** Instructions for the task **
Transcribe every record that appears below, exactly and in full.

* * * * *

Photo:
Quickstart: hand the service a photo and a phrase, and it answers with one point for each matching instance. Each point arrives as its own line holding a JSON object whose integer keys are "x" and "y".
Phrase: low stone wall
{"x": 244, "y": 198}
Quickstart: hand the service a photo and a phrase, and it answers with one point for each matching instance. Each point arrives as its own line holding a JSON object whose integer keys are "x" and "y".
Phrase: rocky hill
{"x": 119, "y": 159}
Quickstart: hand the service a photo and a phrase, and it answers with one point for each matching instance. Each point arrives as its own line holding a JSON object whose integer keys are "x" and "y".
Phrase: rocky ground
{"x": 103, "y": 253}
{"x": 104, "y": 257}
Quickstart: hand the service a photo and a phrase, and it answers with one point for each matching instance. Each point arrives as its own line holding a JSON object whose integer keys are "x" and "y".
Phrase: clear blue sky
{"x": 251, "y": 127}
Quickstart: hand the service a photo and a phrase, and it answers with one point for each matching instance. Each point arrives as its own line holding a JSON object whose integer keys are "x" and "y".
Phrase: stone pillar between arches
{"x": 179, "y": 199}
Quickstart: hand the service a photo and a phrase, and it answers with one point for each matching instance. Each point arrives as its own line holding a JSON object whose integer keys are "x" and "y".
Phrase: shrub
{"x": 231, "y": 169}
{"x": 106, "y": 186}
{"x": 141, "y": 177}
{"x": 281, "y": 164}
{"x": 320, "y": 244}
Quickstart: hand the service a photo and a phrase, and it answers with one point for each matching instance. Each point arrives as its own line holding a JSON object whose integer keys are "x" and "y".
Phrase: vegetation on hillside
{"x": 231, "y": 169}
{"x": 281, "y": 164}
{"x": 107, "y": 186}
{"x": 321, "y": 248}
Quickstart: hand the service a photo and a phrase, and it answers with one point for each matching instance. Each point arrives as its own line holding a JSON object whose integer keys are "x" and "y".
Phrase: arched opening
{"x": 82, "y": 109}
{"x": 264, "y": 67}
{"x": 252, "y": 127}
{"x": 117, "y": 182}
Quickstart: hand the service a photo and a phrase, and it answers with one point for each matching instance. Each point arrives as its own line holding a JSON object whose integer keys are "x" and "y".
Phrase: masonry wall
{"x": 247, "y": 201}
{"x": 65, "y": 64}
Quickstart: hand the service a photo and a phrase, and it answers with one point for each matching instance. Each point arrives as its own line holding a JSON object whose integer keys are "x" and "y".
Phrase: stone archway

* * * * *

** Result of the task **
Photo:
Quickstart: hand the service a photo and a phrase, and it answers with one point for each matching instance. Each point arrives as its own line holding a JSON object whose integer keys are "x" and "y".
Phrase: low stone wall
{"x": 244, "y": 198}
Quickstart: hand the service a photo and a phrase, and it answers with one point for each matching instance. Each point arrives as its own line holding a JSON object whose integer keys are "x" and "y".
Phrase: rocky hill
{"x": 119, "y": 159}
Quickstart: hand the service a photo and a phrase, and it answers with one point for each matching instance. Each point arrives as its own line holding a JSON object whose integer keys are "x" and "y".
Phrase: rocky ground
{"x": 103, "y": 253}
{"x": 104, "y": 257}
Quickstart: hand the service a photo and a phrase, and it answers with one point for each matching instance. Each point arrives as its own line holding a JSON object whose integer keys are "x" and "y".
Phrase: clear blue sky
{"x": 251, "y": 127}
Quickstart: hand the service a photo and a phrase, and it answers with one point for each matching instance. Each point arrives as its own line holding a JSON object whose integer keys are "x" and "y".
Phrase: stone pillar between arches
{"x": 179, "y": 199}
Quickstart: hand the service a photo and a phrase, and it answers with one point for each matching instance. Each point arrives as its own line holding a JSON object whose integer keys are "x" and "y".
Phrase: shrub
{"x": 231, "y": 169}
{"x": 106, "y": 186}
{"x": 141, "y": 177}
{"x": 281, "y": 164}
{"x": 320, "y": 244}
Quickstart: hand the service a photo and a phrase, and it answers with one point for each matching instance. Each point arrives as its own line holding a JSON object whose integer keys are "x" and "y".
Phrase: vegetation on hillside
{"x": 231, "y": 169}
{"x": 281, "y": 164}
{"x": 107, "y": 186}
{"x": 321, "y": 248}
Quickstart: hand the service a photo and a phrase, and it answers with one point for each matching instance. Each point arrives as its own line holding a JSON object whose integer keys are "x" and "y".
Phrase: arched opening
{"x": 82, "y": 109}
{"x": 264, "y": 67}
{"x": 252, "y": 127}
{"x": 117, "y": 182}
Quickstart: hand the service a photo and a phrase, and it answers with one point for each matching instance. Each point arrives as its own line holding a JSON object whose integer keys are "x" and "y".
Phrase: masonry wall
{"x": 247, "y": 201}
{"x": 65, "y": 64}
Quickstart: hand the service a photo and a phrase, and it answers with one point for each matching instance. Each point arrives as its own line holding a JSON object whose integer keys are "x" and "y".
Phrase: stone archway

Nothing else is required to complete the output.